巨人のファーム選手の今を伝える「From G」。第15回は育成ドラフト6位・竹下徠空(らいあ)内野手(18)。

1年目の今季は3軍を主戦場とし、夏場に4番も任されてチーム最多の11本塁打。フルスイングが魅力の大砲候補は、9月には2軍戦初出場で初安打を放った。未来の主砲を目指し、駒田3軍監督の下で「4番」として修業を積む若武者が、今季の収穫と課題、今後の目標を語った。(取材・構成=加藤 翔平)

 竹下は身長183センチ、体重98キロの大柄な体格から繰り出す豪快なスイングと、愛されキャラが魅力だ。24年12月に骨折していた左手有鉤(ゆうこう)骨の手術を受け、リハビリから始まったプロ生活。3月にも練習中に右人さし指を骨折し、復帰まで約2か月を要した。

 「最初にけがで始まって、治ってまたけがをして。だいぶ他の人よりも出遅れてしまったけれど、試合に使っていただいて、少しずつ成長できた1年でした」

--- 応用問題 ---
**A)** 竹下内野手の記事にある「3月にも練習中に右人さし指を骨折し、復帰まで約2か月を要した。」という一文を英語に訳してください。
**B)** 竹下内野手の記事を、最後の文の後から書き進めてください。
この後に並ぶ行は、竹下内野手の記事とは関係がありません。

--- 提示資料 ---
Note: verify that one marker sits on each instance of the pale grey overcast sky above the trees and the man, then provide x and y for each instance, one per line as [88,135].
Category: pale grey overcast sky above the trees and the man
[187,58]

--- 解答 ---
**A)** In March, he also broke his right index finger during practice, and it took about two months for him to return.

**B)**
 3軍戦では打率1割9分9厘ながら、チーム最多の11本塁打で31打点と右のスラッガーとして持ち味を発揮。課題の守備でも一塁、三塁で懸命に打球を追った。

 「ホームランを11本打てたけれど、打っている投手の球速が145キロを超えていたのが2本くらい。速い球が課題です。守備でも三塁でミスが多いですし、一塁だけ守れても上(1軍)に行ったら自分より大きい選手もいっぱいいる。

そういう人たちに勝つために守備も大事だと思います」

 3軍でのアピールが実り、9月11日のイースタン・オイシックス戦(Gタウン)で2軍公式戦に初出場。代打で途中出場し、2打数2安打と結果を残して、お立ち台にも上がった。

 「自分の中ではけがもあったので、呼ばれた時には『もう次のチャンスはないんだ』って気持ちで臨んだ。運良く結果も出たけれど、それ以降、呼んでもらえてないので、まだまだ足りないってこと。他の人よりも実力が劣っているので、もっと頑張ろうと思いました」

 8月上旬からは3軍で4番を任された。結果と自己犠牲にこだわり、チームの勝利へ貢献することを目指した。目標である岡本の背中を追いかけ、試合後には誰もいなくなったベンチ前で黙々とスイングを続けている。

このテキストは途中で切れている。